• The exercise: Set out the stretch of lines from the one containing "Target: driver" through the one containing "180), (513, 157)]", both included, as a numbered list, omitting any blank lines.

• Entries shown:
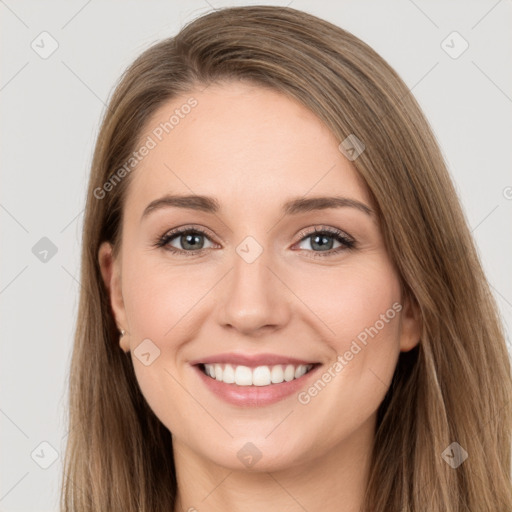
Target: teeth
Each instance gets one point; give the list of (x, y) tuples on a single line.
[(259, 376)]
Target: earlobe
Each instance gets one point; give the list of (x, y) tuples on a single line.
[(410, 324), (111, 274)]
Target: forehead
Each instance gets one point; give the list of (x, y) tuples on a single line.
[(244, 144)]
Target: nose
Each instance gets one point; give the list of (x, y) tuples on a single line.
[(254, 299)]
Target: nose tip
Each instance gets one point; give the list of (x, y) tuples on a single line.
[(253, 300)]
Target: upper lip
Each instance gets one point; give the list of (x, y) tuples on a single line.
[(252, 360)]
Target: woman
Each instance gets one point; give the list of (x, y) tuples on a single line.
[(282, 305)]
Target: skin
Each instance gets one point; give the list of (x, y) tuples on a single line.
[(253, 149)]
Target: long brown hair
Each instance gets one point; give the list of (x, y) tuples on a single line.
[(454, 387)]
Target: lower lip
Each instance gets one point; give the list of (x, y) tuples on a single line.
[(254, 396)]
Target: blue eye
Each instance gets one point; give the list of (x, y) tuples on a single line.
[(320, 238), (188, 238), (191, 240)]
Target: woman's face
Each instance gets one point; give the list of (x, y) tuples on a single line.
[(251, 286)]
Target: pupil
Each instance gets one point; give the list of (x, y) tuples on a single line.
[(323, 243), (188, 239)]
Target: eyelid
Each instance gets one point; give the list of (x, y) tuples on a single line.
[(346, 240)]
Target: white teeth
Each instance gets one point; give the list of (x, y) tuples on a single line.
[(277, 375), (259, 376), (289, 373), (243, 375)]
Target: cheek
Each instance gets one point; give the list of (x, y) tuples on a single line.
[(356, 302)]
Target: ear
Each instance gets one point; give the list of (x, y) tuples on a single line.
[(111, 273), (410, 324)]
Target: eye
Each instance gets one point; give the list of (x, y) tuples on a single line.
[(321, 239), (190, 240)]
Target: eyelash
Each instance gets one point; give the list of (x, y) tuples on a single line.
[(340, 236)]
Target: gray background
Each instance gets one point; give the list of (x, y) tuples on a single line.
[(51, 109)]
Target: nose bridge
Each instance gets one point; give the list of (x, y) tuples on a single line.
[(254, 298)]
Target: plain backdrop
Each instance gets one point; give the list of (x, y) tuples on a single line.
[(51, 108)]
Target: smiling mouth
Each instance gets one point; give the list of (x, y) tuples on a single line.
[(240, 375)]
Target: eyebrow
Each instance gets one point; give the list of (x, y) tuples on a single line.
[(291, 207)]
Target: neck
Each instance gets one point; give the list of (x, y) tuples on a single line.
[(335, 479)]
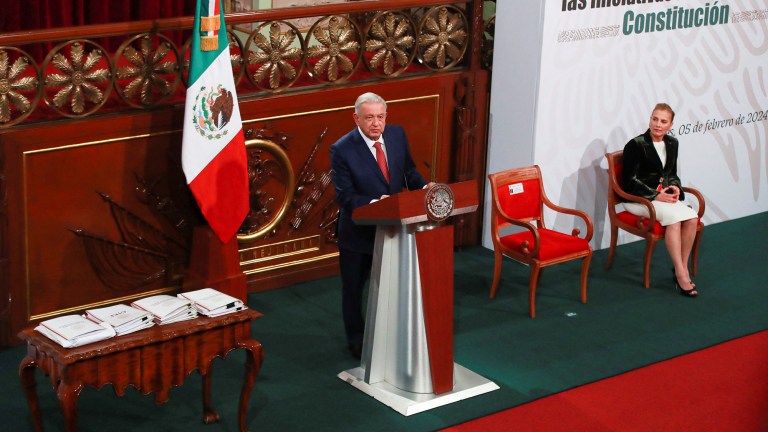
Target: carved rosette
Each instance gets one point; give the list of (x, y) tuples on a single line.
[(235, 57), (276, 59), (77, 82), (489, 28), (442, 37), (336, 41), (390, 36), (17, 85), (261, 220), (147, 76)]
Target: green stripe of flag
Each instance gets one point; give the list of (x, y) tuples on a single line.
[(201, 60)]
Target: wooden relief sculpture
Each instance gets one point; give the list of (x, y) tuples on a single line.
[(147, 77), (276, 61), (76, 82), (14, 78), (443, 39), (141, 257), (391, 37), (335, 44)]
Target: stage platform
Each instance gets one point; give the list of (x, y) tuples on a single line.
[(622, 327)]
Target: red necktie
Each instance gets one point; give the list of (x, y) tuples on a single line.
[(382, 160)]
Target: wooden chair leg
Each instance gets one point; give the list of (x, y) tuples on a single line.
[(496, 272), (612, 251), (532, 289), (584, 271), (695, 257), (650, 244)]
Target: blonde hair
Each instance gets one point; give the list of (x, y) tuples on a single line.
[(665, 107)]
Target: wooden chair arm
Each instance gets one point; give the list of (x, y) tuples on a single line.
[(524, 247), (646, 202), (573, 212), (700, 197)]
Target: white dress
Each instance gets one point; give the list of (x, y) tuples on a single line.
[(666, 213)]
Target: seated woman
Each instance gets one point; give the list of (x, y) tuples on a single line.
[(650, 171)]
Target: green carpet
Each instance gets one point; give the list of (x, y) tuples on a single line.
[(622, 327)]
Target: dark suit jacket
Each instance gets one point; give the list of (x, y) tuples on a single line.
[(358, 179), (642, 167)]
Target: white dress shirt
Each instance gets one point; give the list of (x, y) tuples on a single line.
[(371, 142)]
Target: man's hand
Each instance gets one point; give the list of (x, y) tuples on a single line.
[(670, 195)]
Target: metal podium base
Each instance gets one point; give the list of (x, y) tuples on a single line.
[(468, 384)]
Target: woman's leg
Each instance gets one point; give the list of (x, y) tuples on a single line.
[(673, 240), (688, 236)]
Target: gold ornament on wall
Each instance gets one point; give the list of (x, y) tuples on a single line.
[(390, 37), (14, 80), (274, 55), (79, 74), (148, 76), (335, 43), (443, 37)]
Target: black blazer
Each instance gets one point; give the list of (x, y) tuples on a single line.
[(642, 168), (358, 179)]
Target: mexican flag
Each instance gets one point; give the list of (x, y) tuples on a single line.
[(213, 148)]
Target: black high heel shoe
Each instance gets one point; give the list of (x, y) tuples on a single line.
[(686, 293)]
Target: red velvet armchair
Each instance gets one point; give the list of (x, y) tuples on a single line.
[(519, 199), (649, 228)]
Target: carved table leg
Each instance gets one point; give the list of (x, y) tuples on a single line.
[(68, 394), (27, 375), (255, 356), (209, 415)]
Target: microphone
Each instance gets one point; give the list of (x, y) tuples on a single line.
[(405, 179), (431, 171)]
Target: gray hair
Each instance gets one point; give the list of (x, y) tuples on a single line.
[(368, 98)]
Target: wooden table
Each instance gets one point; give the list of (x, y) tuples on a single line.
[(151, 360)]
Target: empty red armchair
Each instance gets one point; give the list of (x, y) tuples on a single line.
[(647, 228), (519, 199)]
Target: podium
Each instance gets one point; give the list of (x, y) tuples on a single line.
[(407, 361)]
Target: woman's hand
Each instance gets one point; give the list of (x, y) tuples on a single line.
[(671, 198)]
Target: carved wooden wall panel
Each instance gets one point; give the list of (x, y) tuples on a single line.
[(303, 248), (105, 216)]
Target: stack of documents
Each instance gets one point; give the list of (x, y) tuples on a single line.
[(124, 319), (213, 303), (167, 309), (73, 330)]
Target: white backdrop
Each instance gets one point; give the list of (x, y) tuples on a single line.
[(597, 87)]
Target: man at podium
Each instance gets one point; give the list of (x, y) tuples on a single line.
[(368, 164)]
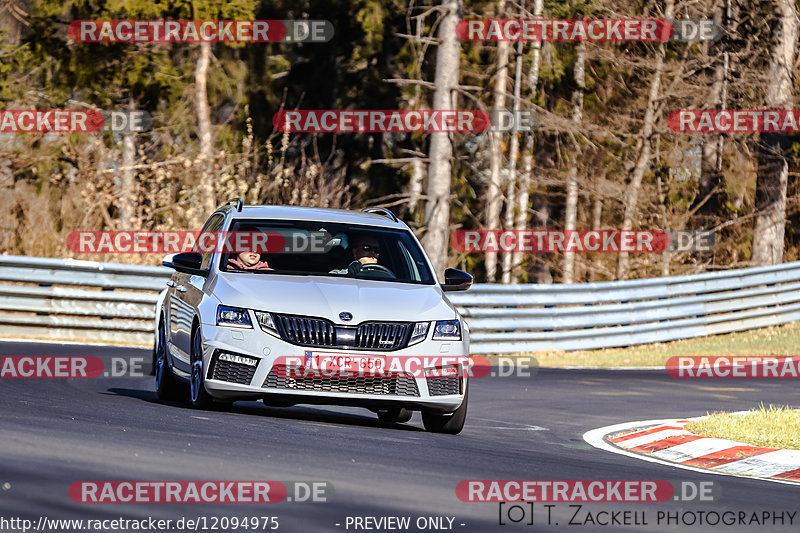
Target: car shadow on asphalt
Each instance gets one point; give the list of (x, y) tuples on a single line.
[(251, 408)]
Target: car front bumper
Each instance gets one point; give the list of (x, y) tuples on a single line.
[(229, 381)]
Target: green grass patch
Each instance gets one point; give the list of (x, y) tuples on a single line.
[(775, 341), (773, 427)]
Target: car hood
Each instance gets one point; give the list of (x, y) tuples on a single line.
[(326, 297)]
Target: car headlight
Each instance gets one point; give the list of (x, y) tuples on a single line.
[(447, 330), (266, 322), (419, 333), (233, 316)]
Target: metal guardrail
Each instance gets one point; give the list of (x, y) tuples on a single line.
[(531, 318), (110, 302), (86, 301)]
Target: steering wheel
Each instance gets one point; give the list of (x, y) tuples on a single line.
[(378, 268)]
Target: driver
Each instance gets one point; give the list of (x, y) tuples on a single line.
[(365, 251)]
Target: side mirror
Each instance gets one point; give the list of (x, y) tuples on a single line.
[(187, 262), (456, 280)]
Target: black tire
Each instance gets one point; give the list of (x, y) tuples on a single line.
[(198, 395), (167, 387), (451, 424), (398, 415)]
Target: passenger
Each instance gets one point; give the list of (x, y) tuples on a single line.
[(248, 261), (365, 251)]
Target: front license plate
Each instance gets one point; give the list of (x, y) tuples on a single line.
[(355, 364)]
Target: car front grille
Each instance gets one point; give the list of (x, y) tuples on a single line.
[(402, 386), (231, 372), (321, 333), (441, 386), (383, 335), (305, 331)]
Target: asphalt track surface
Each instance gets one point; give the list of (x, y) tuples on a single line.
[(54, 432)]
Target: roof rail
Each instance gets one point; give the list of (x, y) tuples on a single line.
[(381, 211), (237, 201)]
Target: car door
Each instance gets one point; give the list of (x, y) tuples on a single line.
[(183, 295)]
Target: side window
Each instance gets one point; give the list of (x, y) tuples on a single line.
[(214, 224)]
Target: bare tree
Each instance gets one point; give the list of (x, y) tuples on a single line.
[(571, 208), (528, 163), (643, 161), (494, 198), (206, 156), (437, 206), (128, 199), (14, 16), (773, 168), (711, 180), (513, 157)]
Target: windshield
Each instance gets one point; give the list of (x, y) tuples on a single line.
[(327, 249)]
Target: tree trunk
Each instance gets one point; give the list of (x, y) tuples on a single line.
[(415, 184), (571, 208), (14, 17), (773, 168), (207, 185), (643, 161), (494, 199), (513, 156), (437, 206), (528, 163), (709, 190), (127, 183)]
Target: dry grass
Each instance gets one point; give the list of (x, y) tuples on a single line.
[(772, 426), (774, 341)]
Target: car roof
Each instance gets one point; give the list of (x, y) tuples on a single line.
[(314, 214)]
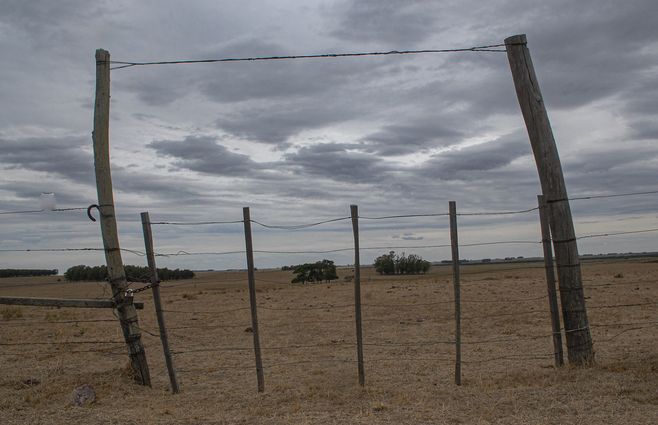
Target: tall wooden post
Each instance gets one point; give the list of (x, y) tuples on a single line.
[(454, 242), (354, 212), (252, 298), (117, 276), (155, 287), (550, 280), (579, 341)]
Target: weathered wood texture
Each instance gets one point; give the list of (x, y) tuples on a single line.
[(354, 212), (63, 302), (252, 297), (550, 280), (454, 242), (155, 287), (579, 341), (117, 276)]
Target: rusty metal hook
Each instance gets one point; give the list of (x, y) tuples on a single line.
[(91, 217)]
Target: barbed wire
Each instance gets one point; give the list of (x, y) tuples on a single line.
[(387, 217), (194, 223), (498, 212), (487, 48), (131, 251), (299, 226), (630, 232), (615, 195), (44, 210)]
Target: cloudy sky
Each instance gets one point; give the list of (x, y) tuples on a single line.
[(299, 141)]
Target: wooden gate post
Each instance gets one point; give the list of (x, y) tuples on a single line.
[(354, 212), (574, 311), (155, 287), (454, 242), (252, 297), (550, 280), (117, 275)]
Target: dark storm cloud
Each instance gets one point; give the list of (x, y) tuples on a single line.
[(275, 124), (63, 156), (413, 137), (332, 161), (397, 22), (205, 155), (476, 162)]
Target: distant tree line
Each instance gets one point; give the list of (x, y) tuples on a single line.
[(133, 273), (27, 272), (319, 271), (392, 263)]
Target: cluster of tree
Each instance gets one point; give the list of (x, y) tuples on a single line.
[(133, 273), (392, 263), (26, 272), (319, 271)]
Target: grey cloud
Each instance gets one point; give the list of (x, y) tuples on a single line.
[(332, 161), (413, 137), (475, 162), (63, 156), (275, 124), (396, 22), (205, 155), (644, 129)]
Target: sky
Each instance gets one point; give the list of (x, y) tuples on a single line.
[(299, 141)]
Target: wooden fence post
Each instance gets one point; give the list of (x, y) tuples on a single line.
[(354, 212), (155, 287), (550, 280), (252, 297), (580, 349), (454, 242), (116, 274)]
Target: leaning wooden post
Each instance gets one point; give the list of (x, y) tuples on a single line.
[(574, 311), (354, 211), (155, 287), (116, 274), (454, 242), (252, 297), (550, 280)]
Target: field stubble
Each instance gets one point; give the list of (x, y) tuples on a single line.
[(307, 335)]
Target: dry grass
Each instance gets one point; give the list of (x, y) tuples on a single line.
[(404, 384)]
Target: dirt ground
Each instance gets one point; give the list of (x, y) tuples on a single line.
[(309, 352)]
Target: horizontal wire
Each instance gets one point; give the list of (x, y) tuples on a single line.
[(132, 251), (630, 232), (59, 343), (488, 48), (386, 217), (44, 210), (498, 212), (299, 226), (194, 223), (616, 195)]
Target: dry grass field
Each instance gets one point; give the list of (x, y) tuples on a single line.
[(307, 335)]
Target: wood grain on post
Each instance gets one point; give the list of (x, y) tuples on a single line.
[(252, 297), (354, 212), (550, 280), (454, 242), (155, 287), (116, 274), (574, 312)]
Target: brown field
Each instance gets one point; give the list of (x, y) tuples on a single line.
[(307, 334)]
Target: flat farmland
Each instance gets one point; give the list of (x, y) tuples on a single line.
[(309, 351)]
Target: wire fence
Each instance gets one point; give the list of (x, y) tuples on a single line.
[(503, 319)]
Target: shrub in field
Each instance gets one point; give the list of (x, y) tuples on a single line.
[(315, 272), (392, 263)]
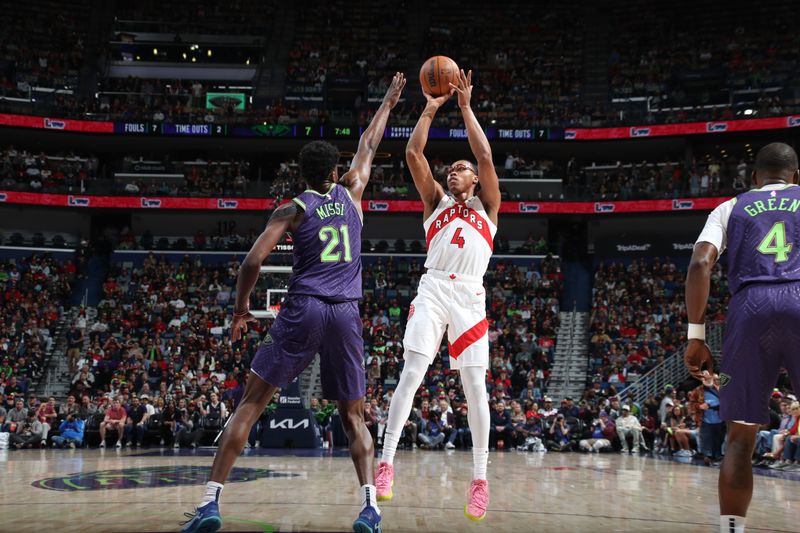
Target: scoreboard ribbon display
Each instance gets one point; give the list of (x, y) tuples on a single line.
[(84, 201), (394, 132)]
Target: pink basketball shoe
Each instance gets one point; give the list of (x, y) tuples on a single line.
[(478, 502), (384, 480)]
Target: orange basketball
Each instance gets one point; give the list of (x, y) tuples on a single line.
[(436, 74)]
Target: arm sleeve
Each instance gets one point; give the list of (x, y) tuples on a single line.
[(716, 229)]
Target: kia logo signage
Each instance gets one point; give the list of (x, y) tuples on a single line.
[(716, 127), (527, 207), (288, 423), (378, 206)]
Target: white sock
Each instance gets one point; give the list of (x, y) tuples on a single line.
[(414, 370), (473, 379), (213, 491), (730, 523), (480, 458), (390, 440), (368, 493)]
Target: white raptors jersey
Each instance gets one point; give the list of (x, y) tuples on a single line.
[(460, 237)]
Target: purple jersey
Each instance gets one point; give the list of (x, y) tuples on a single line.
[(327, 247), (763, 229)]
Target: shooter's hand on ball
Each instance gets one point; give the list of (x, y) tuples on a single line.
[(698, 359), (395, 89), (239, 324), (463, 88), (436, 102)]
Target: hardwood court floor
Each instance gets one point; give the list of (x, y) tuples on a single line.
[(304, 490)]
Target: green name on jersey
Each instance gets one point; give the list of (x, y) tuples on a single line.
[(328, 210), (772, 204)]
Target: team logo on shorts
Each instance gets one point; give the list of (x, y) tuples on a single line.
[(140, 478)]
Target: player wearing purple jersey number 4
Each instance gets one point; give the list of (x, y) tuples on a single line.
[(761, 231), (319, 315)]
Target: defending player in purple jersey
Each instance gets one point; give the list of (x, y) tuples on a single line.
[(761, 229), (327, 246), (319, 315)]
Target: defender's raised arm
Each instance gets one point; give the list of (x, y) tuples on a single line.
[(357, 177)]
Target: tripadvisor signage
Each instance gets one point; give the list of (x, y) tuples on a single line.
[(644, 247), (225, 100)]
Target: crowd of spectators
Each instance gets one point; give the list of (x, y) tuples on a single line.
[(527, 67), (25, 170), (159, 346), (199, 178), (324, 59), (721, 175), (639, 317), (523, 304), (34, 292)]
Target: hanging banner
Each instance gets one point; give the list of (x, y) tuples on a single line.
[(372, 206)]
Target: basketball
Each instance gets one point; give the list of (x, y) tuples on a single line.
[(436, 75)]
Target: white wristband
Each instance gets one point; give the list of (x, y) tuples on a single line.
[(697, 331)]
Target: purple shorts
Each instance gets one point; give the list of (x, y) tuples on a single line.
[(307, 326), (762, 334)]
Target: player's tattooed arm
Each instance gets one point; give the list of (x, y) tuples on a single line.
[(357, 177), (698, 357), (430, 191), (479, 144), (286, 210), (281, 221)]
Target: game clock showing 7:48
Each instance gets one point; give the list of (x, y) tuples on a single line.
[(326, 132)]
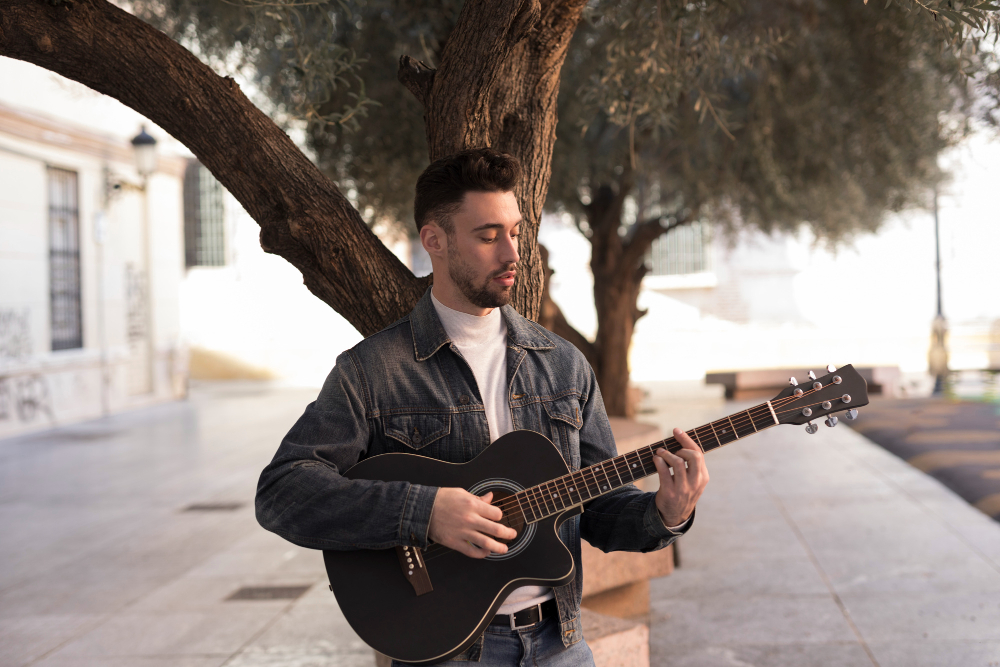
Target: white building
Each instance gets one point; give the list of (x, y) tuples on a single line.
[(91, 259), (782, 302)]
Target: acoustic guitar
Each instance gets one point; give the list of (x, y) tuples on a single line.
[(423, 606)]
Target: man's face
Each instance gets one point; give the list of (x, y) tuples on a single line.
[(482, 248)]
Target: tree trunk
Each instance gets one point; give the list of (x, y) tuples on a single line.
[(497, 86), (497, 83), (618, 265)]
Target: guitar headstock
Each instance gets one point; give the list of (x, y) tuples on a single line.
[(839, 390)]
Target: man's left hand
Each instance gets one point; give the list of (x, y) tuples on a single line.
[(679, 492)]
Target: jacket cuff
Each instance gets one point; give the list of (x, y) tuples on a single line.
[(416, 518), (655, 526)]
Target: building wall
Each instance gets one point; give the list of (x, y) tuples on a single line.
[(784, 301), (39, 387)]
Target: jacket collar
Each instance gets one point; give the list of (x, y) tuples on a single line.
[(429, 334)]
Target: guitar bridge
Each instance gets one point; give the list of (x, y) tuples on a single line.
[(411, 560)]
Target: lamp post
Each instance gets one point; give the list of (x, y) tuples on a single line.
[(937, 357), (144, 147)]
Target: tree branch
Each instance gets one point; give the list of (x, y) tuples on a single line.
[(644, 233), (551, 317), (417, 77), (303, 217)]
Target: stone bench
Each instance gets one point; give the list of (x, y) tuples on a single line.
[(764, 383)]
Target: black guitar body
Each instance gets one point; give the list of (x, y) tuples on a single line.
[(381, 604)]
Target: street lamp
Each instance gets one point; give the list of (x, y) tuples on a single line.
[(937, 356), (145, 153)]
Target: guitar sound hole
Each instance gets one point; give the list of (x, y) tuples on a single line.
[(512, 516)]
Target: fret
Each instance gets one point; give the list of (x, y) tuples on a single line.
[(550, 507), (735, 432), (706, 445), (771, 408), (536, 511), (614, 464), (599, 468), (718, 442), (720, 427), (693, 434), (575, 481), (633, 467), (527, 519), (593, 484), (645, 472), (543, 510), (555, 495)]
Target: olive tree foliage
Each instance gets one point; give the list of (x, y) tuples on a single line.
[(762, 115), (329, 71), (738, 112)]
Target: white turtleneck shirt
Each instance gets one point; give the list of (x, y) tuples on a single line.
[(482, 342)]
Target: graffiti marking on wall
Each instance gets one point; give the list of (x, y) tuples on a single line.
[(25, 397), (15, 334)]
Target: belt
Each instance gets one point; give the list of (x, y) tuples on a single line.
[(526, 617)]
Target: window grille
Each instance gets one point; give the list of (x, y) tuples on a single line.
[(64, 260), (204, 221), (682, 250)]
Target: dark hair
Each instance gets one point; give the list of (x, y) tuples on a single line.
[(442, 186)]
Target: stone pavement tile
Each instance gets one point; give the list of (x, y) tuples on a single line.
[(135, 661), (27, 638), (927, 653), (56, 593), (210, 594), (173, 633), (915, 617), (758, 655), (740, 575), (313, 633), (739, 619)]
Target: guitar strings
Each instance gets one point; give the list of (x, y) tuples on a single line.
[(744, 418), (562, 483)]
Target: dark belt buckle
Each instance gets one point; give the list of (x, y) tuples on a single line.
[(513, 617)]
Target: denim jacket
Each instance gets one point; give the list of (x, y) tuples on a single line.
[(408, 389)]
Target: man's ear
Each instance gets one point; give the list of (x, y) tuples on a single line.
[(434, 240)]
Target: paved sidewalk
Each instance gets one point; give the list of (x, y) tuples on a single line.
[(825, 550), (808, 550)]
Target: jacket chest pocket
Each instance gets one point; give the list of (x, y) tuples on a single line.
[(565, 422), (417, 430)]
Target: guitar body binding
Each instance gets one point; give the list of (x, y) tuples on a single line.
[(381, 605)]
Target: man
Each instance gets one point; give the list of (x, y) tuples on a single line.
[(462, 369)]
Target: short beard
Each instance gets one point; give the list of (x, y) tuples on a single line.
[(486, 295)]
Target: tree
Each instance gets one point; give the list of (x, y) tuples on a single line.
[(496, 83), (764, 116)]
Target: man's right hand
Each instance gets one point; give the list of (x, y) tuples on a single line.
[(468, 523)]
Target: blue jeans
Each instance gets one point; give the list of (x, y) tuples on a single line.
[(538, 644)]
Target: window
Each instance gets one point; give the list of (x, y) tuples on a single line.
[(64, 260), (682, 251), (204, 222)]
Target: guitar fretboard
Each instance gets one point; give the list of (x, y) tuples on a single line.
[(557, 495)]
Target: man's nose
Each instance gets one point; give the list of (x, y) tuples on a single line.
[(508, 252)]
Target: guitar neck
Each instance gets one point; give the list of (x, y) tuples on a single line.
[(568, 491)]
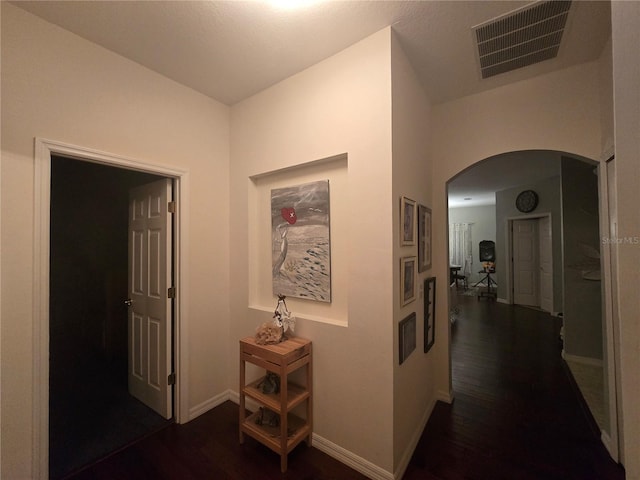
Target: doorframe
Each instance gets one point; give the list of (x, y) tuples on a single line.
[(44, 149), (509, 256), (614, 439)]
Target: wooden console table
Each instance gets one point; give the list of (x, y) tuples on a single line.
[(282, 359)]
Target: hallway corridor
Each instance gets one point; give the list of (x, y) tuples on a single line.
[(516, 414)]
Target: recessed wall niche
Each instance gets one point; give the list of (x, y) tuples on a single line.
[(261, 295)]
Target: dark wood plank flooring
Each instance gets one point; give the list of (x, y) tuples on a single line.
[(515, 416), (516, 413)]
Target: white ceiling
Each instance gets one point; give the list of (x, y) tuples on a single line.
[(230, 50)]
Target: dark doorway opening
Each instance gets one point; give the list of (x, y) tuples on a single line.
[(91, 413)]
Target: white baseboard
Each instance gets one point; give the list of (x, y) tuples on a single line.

• Solution for this exercise:
1. Target: driver
2. Each instance gets one point; give the list of (x, y) tuples on a single line.
3. [(365, 251)]
4. Target: side mirror
5. Each instance gets one point; give the list of (x, y) tuples on a single line.
6. [(187, 262), (456, 280)]
7. Target: black tire
8. Each instance gets one point; give the list of (x, y) tuples on a single line.
9. [(198, 395), (167, 387), (451, 424), (398, 415)]
10. Target: passenger
11. Each instance gets one point; give the list of (x, y) tuples on a single line.
12. [(248, 261), (365, 251)]
13. Target: front license plate
14. Each instance gets one point; give the list of (x, y) tuples on a single line.
15. [(355, 364)]
16. Target: car front grille
17. Each instance gets one point; give the list of (x, y) tuples on a single line.
18. [(402, 386), (231, 372), (321, 333), (441, 386), (383, 335), (305, 331)]
19. Target: asphalt track surface
20. Each instance gets one point; give the list of (x, y) tuples on a single line.
21. [(54, 432)]
22. Target: roof rail
23. Each instance gets one point; give the list of (x, y) tuples on a single line.
24. [(381, 211), (237, 201)]
25. Target: car door
26. Each instance gets one point; give the list of (x, y) tuples on a single line.
27. [(183, 295)]
28. Target: side window
29. Each instance gets one point; give the list of (x, y) tuples on a single line.
30. [(214, 224)]
31. Target: bare tree
32. Each instance gets one point; give the list of (x, y) tuples on a single line.
33. [(571, 208), (528, 163), (643, 161), (494, 198), (206, 156), (437, 206), (128, 199), (14, 16), (773, 168), (711, 180), (513, 157)]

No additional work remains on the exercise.